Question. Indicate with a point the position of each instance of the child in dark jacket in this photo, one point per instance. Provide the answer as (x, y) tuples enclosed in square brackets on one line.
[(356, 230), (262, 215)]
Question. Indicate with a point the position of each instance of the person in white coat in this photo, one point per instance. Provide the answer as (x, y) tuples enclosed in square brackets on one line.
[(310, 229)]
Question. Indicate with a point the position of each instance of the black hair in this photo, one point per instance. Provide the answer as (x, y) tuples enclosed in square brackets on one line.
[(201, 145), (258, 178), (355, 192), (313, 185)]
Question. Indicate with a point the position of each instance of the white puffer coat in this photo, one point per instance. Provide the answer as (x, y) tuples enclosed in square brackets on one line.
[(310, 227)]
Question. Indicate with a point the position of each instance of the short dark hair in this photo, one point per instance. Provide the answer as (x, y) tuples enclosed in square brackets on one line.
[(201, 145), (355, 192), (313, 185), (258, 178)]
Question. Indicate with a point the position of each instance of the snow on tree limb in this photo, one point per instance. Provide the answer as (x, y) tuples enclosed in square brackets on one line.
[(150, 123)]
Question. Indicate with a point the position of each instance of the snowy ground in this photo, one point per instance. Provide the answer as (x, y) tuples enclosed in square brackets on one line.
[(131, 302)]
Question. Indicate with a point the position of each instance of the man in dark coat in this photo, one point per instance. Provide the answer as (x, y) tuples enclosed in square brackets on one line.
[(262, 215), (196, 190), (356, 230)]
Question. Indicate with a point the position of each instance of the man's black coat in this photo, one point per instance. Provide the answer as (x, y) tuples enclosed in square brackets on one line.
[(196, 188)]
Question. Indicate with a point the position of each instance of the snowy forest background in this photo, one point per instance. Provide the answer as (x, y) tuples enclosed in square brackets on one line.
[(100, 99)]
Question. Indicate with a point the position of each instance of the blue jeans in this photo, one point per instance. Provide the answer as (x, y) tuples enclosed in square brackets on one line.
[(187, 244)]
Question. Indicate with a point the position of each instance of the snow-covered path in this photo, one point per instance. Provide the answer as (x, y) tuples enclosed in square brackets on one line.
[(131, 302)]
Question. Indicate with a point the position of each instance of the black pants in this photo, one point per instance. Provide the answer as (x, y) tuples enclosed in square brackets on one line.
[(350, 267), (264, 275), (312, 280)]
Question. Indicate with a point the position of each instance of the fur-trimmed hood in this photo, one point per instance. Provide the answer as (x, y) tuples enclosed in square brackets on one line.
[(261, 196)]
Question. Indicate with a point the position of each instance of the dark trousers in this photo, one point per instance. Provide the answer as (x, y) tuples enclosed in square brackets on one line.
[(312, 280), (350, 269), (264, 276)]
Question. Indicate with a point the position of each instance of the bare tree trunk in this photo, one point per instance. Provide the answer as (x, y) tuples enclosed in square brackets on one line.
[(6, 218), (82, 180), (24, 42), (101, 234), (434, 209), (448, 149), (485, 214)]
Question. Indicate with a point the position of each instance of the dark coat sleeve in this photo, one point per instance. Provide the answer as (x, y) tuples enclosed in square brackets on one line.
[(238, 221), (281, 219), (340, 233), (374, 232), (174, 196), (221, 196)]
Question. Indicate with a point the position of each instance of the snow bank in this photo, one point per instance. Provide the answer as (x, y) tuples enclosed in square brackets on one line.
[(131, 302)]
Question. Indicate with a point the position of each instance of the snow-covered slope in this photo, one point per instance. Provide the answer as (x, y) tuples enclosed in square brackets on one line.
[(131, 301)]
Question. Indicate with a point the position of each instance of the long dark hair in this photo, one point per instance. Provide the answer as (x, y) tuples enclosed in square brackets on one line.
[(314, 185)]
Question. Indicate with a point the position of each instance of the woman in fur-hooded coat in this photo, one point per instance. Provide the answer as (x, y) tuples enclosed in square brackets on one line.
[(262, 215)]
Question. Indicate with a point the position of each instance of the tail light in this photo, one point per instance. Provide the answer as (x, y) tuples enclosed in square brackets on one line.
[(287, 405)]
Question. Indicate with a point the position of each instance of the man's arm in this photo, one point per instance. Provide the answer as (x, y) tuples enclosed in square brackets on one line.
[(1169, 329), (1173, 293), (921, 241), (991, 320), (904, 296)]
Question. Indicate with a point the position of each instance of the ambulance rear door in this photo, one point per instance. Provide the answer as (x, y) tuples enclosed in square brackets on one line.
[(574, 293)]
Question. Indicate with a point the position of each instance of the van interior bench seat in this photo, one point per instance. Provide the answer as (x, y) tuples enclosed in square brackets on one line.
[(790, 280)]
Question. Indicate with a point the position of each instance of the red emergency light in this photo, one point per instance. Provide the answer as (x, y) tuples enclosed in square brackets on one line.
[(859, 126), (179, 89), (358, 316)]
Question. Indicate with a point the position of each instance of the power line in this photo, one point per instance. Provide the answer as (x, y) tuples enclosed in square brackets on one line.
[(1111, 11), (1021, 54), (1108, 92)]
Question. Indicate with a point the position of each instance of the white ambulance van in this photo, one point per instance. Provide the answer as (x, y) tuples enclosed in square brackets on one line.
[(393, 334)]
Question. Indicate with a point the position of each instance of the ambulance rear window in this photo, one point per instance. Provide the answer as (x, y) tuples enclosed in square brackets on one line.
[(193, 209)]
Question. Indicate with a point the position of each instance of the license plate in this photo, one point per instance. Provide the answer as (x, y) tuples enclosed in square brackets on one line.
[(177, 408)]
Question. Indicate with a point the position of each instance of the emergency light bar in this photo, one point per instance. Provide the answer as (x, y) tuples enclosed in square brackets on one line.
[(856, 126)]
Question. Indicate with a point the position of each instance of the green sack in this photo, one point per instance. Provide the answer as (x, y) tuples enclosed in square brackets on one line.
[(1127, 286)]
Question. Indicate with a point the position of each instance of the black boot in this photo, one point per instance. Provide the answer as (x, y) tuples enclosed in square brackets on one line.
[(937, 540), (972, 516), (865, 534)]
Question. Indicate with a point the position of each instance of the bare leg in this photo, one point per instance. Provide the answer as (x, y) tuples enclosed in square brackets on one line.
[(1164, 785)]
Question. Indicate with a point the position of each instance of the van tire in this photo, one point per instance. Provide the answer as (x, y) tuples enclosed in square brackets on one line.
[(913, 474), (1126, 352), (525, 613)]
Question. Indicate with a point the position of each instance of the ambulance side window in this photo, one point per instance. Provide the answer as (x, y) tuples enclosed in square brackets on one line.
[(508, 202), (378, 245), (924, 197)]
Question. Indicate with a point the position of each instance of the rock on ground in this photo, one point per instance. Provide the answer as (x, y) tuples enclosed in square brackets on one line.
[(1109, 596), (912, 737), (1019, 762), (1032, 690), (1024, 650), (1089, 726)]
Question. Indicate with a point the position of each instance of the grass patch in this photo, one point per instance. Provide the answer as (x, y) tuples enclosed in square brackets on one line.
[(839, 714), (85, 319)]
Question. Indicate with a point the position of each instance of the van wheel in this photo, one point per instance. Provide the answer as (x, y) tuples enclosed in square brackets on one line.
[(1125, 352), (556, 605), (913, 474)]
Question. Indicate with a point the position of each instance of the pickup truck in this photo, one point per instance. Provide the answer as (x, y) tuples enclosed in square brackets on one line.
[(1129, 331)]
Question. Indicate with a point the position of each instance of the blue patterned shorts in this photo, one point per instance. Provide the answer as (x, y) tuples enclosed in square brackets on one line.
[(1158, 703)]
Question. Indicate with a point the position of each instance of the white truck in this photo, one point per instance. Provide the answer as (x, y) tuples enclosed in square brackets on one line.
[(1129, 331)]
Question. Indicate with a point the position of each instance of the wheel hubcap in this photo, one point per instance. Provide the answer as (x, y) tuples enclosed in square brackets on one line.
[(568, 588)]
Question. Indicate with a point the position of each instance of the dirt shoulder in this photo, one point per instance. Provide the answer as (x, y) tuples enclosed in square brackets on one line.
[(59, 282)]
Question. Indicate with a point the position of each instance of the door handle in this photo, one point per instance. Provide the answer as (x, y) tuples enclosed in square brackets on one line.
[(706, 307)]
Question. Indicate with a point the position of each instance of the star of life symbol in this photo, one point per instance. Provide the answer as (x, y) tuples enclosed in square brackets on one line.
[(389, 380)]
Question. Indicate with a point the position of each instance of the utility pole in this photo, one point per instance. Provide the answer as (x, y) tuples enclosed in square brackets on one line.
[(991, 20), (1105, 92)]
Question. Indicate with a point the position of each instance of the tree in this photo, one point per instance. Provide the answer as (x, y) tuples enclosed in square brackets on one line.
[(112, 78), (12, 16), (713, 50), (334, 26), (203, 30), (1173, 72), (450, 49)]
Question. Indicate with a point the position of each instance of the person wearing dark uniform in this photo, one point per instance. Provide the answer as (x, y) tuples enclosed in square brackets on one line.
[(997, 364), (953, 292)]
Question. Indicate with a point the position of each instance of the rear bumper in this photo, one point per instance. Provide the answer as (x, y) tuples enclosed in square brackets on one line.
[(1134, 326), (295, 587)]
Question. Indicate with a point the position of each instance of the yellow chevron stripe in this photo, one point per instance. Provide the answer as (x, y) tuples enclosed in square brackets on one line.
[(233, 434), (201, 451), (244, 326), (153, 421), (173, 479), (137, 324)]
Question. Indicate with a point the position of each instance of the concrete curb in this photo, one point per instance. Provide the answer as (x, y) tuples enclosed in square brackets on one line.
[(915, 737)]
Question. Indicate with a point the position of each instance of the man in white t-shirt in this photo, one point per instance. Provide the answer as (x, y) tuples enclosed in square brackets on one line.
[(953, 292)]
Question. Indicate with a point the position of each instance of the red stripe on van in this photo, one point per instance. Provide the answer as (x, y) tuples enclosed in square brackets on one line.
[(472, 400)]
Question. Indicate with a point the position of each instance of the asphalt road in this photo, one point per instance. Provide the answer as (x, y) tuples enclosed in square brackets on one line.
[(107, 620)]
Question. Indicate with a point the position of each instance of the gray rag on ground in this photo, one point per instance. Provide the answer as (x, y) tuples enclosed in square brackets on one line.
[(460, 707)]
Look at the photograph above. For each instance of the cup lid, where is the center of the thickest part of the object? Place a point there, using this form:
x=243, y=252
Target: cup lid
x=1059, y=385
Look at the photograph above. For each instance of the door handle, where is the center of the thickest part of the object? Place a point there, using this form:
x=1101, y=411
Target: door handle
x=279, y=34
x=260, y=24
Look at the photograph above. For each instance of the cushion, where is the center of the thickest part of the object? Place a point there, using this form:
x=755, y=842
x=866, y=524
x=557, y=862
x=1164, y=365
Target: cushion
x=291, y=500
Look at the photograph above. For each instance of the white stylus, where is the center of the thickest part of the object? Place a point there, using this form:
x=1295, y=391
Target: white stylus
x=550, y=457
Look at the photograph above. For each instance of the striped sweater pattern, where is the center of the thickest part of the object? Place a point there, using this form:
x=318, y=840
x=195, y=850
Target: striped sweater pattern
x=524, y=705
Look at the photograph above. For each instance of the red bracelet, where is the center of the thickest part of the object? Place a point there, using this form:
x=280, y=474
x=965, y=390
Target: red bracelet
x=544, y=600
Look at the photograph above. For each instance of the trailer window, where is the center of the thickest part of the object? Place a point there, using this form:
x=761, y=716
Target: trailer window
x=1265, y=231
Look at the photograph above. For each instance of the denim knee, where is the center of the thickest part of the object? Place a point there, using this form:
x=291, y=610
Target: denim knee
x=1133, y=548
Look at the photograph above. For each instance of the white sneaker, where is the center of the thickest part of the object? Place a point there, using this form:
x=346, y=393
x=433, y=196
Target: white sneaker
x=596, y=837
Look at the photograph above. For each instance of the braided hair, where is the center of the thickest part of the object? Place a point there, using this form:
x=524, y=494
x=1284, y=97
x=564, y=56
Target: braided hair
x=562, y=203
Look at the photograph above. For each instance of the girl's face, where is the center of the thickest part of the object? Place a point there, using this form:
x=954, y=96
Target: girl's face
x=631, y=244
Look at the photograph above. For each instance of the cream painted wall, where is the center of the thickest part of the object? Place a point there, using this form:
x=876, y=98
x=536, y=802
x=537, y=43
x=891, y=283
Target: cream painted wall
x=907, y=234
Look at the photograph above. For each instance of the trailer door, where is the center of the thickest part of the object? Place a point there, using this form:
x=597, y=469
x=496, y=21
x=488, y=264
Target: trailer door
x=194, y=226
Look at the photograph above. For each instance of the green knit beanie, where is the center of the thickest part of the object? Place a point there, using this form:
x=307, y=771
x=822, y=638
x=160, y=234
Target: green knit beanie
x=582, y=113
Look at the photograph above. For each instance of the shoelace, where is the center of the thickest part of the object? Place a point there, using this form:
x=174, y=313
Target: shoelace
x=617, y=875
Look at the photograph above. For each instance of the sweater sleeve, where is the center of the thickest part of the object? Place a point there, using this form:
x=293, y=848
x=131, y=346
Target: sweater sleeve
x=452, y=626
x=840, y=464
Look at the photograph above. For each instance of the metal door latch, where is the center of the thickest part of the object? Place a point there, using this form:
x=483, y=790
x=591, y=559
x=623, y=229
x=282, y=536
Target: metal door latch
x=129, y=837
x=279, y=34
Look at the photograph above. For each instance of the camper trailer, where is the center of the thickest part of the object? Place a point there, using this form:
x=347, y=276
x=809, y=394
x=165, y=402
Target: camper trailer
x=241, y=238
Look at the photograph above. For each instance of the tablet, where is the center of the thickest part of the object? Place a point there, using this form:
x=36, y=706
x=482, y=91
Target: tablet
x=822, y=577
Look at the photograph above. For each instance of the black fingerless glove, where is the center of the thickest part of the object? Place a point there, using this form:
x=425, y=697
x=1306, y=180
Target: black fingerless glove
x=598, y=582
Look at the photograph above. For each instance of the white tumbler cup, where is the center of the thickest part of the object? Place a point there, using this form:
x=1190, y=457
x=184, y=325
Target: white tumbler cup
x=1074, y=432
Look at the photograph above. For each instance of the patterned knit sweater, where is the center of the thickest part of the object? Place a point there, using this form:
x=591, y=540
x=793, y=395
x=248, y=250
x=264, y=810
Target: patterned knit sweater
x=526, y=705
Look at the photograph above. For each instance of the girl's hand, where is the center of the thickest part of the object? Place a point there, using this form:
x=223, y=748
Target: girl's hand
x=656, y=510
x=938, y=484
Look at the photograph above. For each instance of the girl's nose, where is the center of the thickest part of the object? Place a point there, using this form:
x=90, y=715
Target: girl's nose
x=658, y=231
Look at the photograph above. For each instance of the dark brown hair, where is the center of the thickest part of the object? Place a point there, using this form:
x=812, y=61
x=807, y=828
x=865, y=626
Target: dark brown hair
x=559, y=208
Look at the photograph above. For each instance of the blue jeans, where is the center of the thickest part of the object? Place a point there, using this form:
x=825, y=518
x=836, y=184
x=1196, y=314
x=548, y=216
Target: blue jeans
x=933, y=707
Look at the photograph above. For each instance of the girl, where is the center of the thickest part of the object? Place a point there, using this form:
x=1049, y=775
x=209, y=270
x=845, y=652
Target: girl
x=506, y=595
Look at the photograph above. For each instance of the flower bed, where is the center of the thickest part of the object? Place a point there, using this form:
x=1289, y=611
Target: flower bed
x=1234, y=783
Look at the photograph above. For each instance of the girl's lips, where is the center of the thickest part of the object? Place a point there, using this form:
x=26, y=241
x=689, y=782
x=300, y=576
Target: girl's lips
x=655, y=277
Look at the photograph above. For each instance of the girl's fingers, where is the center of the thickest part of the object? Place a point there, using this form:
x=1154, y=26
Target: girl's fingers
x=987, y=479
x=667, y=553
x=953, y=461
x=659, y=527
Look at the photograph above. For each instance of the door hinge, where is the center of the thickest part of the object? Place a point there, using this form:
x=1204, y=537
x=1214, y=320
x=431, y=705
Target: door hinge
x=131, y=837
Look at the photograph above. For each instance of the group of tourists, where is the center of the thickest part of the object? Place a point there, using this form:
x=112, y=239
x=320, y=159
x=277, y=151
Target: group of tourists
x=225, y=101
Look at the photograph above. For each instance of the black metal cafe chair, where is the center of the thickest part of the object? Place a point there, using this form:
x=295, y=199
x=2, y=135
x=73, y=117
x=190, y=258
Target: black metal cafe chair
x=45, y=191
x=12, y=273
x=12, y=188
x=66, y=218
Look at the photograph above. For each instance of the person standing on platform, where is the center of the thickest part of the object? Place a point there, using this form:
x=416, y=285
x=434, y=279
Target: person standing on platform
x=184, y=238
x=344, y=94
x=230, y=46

> **GIVEN PROBLEM**: Retype the listing from its first line down through the line containing "[(262, 215), (196, 190), (356, 230)]", including both ends, with every character unchanged.

> **EXPECTED ANSWER**:
Question. Indicate with a point the position of each instance of the child in dark jacket in this photo, one point per instance. Provide the answer as (x, y) tuples enclosed in square brackets on one line.
[(356, 230), (262, 215)]
Question. Indicate with a point the position of each instance of the person in white coat in this photo, one point per instance. Provide the answer as (x, y) tuples enclosed in square brackets on one line.
[(310, 229)]
Question. Indicate with a point the position of each instance of the black hair in this photo, one point per instance. Provide the answer as (x, y) tuples enclosed in square brackets on one line.
[(201, 145), (258, 178), (355, 192), (313, 185)]
Question. Indicate with a point the position of each instance of the white puffer coat in this photo, one point per instance. Provide the answer as (x, y) tuples enclosed in square brackets on one line.
[(310, 227)]
Question. Indicate with a point the position of each instance of the short dark hair in this photo, one point per instance. Provide the answer as (x, y) tuples enclosed in square brackets on one line.
[(201, 145), (355, 192), (313, 185), (258, 178)]
Question. Indicate with a point the position of each instance of the snow on tree limb in this photo, one point per instance. Provide the answer as (x, y) tuples enclosed in square brackets on one line.
[(150, 123)]
Question. Indicate with a point the position of each instance of the snowy ground in this photo, one point per instance. Provide the answer as (x, y) tuples enclosed in square brackets on one line.
[(131, 302)]
Question. Indicate with a point the position of each instance of the man in dark coat in this photo, one point per instance. Provide the answer as (x, y) tuples enclosed in square brackets on one line.
[(262, 215), (196, 190), (356, 230)]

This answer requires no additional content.